(Referring expression pointing data)
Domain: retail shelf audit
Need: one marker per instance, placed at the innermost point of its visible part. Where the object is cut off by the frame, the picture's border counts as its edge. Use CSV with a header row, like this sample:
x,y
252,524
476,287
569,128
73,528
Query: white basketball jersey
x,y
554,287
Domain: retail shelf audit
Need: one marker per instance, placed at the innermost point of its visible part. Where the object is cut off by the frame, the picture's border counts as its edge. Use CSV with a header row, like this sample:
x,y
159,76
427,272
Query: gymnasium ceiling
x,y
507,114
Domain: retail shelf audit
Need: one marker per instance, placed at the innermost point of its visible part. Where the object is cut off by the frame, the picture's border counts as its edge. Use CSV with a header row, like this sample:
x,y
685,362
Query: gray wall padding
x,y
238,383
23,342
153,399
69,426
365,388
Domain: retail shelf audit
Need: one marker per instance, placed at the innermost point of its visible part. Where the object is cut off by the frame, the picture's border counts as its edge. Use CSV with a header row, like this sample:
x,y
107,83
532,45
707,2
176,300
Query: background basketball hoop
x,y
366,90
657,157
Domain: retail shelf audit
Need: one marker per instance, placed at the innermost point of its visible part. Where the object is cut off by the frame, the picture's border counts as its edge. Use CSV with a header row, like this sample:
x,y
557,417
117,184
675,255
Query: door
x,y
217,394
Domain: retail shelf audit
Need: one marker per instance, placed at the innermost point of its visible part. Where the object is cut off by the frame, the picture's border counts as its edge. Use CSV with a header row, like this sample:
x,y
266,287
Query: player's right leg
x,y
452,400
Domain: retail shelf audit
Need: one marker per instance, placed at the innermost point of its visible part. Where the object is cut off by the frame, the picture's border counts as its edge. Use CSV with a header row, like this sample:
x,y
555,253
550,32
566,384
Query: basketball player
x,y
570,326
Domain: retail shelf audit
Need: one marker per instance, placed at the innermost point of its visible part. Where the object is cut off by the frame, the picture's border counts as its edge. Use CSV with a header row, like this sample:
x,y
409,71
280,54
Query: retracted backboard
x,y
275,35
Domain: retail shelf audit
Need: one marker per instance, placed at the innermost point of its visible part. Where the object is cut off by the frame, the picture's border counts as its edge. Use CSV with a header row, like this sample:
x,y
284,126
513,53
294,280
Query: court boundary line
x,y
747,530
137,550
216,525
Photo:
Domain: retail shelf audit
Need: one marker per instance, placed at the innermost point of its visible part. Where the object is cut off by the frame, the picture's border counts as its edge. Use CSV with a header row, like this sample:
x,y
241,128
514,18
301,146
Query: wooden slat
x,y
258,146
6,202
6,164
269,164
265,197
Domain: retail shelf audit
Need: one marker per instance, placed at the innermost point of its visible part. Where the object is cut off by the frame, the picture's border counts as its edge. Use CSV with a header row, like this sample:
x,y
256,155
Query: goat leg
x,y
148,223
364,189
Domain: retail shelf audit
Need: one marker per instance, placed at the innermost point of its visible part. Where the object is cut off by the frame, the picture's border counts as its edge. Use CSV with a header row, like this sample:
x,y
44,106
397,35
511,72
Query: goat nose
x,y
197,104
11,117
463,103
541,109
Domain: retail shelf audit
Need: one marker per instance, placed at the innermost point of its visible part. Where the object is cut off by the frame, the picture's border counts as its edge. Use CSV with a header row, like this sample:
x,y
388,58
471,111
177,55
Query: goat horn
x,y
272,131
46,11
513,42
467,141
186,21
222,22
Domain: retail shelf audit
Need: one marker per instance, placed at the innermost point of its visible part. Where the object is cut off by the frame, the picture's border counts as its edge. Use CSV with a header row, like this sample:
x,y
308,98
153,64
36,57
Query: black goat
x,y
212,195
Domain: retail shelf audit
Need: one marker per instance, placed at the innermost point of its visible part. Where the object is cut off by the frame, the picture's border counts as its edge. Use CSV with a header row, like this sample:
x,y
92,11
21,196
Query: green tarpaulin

Problem statement:
Would it be possible to reproduce all the entries exactly as they appear above?

Task solution:
Domain: retail shelf audit
Need: one marker per instance, placed at the innermost point of its visible part. Where the object is cut off by the frame, the picture's border counts as its edge. Use CSV with a header row, like this sample:
x,y
252,524
476,287
569,128
73,528
Query: white basketball jersey
x,y
554,287
Domain: retail shelf audit
Need: one marker per instance, placed at the innermost point of its visible part. Where the object is cut off by the frame, the picture's border counts as its edge. Use CSV with a header row, like this sample:
x,y
159,76
427,272
Query: gymnasium ceiling
x,y
507,114
Domain: retail shelf audit
Need: one marker per instance, placed at the innermost point of its visible part. Where the object is cut off by the frame, the picture's border counts as its edge. Use CSV with a header row, like this sample:
x,y
685,362
Query: gray wall padding
x,y
238,383
23,342
153,399
69,426
365,388
Domain: retail shelf audit
Need: one marker per instance, placed at the innermost point of its visible part. Where the object is cut off by the frame, the picture's border counts as its edge. Use CSV with a header row, like this sample:
x,y
107,83
532,45
707,2
176,300
Query: background basketball hoop
x,y
366,90
657,157
Domain: retail shelf audit
Need: one marker per instance, placed at the innermost point of its visible part. Where the object is cut off by the frame, the picture's border counts as its edge. Use CSV with a header row, like this sample:
x,y
557,417
117,184
675,255
Query: door
x,y
217,394
Domain: retail shelf audit
Need: one marker per instance, placed at the innermost point of its visible part. Where the object is cut off by the frame, the picture's border counts as its edge. Use CSV with a header row, like this sample:
x,y
266,287
Query: player's right leg
x,y
452,400
Domain: retail shelf audit
Need: one marker per instance, placed at the innermost point of its visible part. Where the object is cut off by the frame, the picture's border counts as its edge. Use CSV with a header row, like this sample:
x,y
555,253
550,32
566,384
Query: basketball player
x,y
570,326
Domain: retail shelf audit
Need: one marker per instance, placed at the innermost point of its visible part. Where the object is cut off by the frame, the picture's border counts as its edge. Use CSV with a header row, like this sample:
x,y
409,71
280,54
Query: retracted backboard
x,y
275,35
Domain: retail shelf audit
Need: one marker per instance, placed at the innermost point of its visible part. Where the object is cut off by the frame, the picture's border counts as its edge. Use CSV with a header row, like this sample:
x,y
284,126
513,53
294,280
Query: court boundary line
x,y
747,530
137,550
216,525
Photo:
Domain: retail shelf audit
Need: one marker per instance, placed at the innermost point of its visible part. Where the object is cut off by the frame, the picture's border counts as its edge. Use CSV with a header row, like this sample:
x,y
241,128
514,18
301,146
Query: wooden slat
x,y
258,146
6,202
6,164
269,164
265,197
Domain: retail shelf audit
Need: one marker per instance, placed at the innermost point of its visible part. Where the object is cut off by the frame, the picture's border counts as its edge. Use CSV with a header row, like this sample:
x,y
256,155
Query: goat leg
x,y
148,223
364,189
Domain: retail shelf audit
Need: one marker per instance, placed at the innermost point of its visible part. Where the object is cut off by the frame, the picture's border counts as its edge. Use CSV with a header row, like this sample:
x,y
44,106
397,35
511,72
Query: goat nose
x,y
197,104
11,117
463,103
541,109
Domain: retail shelf audit
Need: one marker per instance, placed at the innermost point of its visible part. Where the object is cut off by the frame, the picture's border counts as its edge. Use CSV with a header row, like this sample:
x,y
388,58
471,111
177,55
Query: goat horn
x,y
272,131
46,11
513,42
467,141
186,21
222,22
Domain: retail shelf audit
Need: one marker per instance, placed at the innermost point of its visible part. Where the object is cut off by the frame, the picture's border counts as its edge. Use CSV with a header row, like this sample:
x,y
308,98
153,64
36,57
Query: black goat
x,y
212,195
Domain: retail shelf audit
Need: one marker per instance, placed at the innermost point of its visible part. Where the object is cut off by the frame, the picture's border counts as its edge. Use CSV with a header row, like this sample:
x,y
92,11
21,196
Query: green tarpaulin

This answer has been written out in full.